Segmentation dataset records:
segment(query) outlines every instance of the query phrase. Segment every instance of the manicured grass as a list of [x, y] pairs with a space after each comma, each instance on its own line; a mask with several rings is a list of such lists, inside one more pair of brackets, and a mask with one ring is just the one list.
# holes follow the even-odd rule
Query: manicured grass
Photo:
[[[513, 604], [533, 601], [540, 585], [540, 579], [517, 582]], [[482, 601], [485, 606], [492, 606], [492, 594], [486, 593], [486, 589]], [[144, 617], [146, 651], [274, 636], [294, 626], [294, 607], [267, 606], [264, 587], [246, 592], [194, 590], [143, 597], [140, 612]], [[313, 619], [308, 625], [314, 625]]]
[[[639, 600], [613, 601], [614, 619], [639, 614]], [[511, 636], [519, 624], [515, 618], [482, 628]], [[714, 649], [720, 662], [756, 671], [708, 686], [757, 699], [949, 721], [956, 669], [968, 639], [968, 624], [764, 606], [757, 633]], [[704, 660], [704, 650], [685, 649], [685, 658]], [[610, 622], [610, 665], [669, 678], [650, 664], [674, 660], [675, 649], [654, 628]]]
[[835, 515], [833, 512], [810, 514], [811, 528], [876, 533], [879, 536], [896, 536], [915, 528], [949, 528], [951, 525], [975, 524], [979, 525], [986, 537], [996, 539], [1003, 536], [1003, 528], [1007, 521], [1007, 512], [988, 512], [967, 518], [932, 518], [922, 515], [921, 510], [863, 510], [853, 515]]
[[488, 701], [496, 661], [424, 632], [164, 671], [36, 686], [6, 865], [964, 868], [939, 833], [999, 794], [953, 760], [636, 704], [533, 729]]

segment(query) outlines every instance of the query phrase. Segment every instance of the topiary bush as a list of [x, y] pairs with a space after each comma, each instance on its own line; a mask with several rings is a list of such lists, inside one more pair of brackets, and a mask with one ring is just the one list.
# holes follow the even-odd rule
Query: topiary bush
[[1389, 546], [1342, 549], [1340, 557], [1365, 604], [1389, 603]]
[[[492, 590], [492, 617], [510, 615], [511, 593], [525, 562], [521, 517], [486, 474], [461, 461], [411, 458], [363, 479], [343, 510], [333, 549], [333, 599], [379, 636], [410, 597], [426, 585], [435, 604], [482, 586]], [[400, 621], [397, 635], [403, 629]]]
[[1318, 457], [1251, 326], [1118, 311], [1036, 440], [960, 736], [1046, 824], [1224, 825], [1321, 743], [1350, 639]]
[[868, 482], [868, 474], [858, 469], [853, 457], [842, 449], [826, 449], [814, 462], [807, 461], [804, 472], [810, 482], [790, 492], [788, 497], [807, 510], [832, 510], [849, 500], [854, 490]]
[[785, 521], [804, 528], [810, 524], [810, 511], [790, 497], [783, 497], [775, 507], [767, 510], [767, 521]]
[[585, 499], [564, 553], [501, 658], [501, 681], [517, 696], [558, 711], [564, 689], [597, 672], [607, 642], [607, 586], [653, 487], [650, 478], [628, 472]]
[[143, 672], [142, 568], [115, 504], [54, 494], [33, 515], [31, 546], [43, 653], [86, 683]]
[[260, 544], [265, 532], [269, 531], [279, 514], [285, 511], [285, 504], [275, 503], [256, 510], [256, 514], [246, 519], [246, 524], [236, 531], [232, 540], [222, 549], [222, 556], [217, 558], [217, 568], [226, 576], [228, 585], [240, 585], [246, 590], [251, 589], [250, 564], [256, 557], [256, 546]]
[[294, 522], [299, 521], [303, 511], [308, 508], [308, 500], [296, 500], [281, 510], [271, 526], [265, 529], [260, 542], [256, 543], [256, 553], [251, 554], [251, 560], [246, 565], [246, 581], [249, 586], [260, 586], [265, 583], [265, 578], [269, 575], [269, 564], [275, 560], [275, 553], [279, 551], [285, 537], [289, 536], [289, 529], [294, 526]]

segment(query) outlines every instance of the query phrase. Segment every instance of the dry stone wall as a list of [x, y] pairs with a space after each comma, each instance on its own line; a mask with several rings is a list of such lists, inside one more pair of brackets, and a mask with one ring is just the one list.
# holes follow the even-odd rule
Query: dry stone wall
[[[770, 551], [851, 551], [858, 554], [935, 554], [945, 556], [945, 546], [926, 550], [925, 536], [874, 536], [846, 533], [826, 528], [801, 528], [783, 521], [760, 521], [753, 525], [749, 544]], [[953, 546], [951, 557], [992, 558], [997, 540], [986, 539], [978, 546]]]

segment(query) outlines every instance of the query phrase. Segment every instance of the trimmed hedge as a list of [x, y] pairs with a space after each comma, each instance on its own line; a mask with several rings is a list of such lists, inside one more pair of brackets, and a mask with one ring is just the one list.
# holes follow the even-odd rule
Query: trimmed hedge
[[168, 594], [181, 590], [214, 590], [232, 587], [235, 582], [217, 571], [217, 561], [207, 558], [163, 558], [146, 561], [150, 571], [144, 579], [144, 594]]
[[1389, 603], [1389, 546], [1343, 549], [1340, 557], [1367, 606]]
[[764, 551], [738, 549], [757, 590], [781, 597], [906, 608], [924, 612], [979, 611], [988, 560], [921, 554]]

Task statement: Please give the whole listing above as a JSON list of strings, one string per line, with blank lines left out.

Exercise result:
[
  "segment(query) outlines every instance of the query phrase. Segment every instance of the manicured grass as a list of [x, y] pairs with a space after each comma, each instance on its own line; a mask with several rings is a list of such lists, inside one more pair of brackets, and a mask with one ring is just the one list.",
  "# holes follow the even-odd rule",
  "Query: manicured grass",
  "Photo:",
  "[[[513, 604], [533, 601], [540, 585], [540, 579], [517, 582]], [[482, 601], [485, 606], [492, 606], [492, 594], [486, 593], [486, 589]], [[144, 617], [146, 651], [274, 636], [294, 626], [294, 607], [267, 606], [264, 587], [246, 592], [194, 590], [143, 597], [140, 612]], [[313, 619], [308, 625], [314, 625]]]",
  "[[[639, 600], [613, 601], [614, 619], [639, 614]], [[511, 636], [519, 624], [515, 618], [482, 628]], [[714, 649], [720, 662], [756, 671], [708, 686], [757, 699], [949, 721], [956, 669], [968, 639], [968, 624], [764, 606], [757, 633]], [[704, 660], [704, 650], [685, 649], [685, 658]], [[610, 622], [610, 665], [669, 678], [650, 664], [674, 660], [675, 649], [654, 628]]]",
  "[[835, 515], [833, 512], [810, 514], [811, 528], [876, 533], [879, 536], [896, 536], [915, 528], [949, 528], [951, 525], [975, 524], [979, 525], [986, 537], [996, 539], [1003, 536], [1003, 528], [1007, 521], [1007, 512], [988, 512], [967, 518], [932, 518], [922, 515], [921, 510], [863, 510], [853, 515]]",
  "[[488, 701], [496, 661], [424, 632], [164, 671], [36, 686], [6, 865], [964, 868], [939, 833], [999, 794], [953, 760], [636, 704], [533, 729]]",
  "segment(query) outlines every instance of the query phrase. Segment every instance of the topiary bush as a list of [x, y] pairs with a space after each comma, each instance on its own line; a mask with several rings is a list of such lists, inside one more pair of brackets, and a mask with one ring is just the one list.",
  "# holes follow the even-odd rule",
  "Query: topiary bush",
  "[[1389, 546], [1342, 549], [1340, 557], [1365, 604], [1389, 603]]",
  "[[[492, 590], [492, 617], [510, 615], [511, 593], [525, 562], [521, 517], [486, 474], [461, 461], [411, 458], [363, 479], [343, 510], [333, 549], [333, 599], [379, 636], [410, 597], [426, 585], [435, 604], [482, 586]], [[400, 621], [397, 635], [403, 629]]]",
  "[[1318, 457], [1251, 326], [1118, 311], [1036, 440], [960, 736], [1046, 824], [1224, 825], [1321, 743], [1350, 639]]",
  "[[868, 482], [868, 474], [858, 469], [853, 457], [842, 449], [826, 449], [814, 462], [807, 461], [804, 472], [810, 482], [790, 492], [788, 497], [807, 510], [832, 510], [849, 500], [854, 490]]",
  "[[785, 521], [804, 528], [810, 524], [810, 511], [790, 497], [783, 497], [775, 507], [767, 510], [767, 521]]",
  "[[585, 499], [564, 553], [501, 658], [501, 681], [517, 696], [558, 711], [564, 689], [597, 672], [607, 642], [607, 586], [653, 487], [650, 478], [628, 472]]",
  "[[143, 672], [142, 568], [115, 504], [54, 494], [33, 515], [31, 546], [43, 653], [86, 683]]",
  "[[260, 544], [265, 532], [269, 531], [279, 514], [285, 511], [285, 504], [275, 503], [256, 510], [256, 514], [246, 519], [246, 524], [236, 531], [232, 540], [222, 549], [222, 556], [217, 558], [217, 568], [226, 576], [228, 585], [240, 585], [246, 590], [251, 589], [250, 564], [256, 557], [256, 546]]",
  "[[294, 522], [299, 521], [303, 511], [308, 508], [308, 500], [296, 500], [281, 510], [271, 526], [265, 529], [260, 542], [256, 543], [256, 553], [251, 554], [251, 560], [246, 565], [246, 581], [249, 586], [260, 586], [265, 583], [265, 578], [269, 575], [269, 564], [275, 560], [275, 553], [279, 551], [285, 537], [289, 536], [289, 529], [294, 526]]",
  "segment(query) outlines every instance of the query phrase. Segment every instance of the dry stone wall as a list of [x, y] pairs with a space after each comma, each instance on its own line; a mask with several rings is a list of such lists, inside one more pair of brackets, and a mask with one ring is just the one list.",
  "# holes follow the even-odd rule",
  "Query: dry stone wall",
  "[[[770, 551], [851, 551], [858, 554], [935, 554], [945, 556], [945, 546], [926, 550], [925, 536], [874, 536], [846, 533], [826, 528], [801, 528], [783, 521], [760, 521], [753, 525], [749, 544]], [[953, 546], [951, 557], [992, 558], [997, 540], [986, 539], [978, 546]]]",
  "segment(query) outlines every instance of the query phrase. Segment every instance of the trimmed hedge as a list of [x, y] pairs with a space after each comma, each instance on its own line; a mask with several rings is a list of such lists, inside one more pair of brackets, and a mask with one ring is just the one list.",
  "# holes follow the even-odd rule",
  "Query: trimmed hedge",
  "[[168, 594], [181, 590], [214, 590], [232, 587], [235, 582], [217, 571], [217, 561], [207, 558], [163, 558], [146, 561], [150, 571], [144, 579], [144, 594]]",
  "[[1389, 603], [1389, 546], [1343, 549], [1340, 557], [1367, 606]]",
  "[[764, 551], [738, 549], [757, 590], [781, 597], [906, 608], [924, 612], [979, 611], [988, 560], [921, 554]]"
]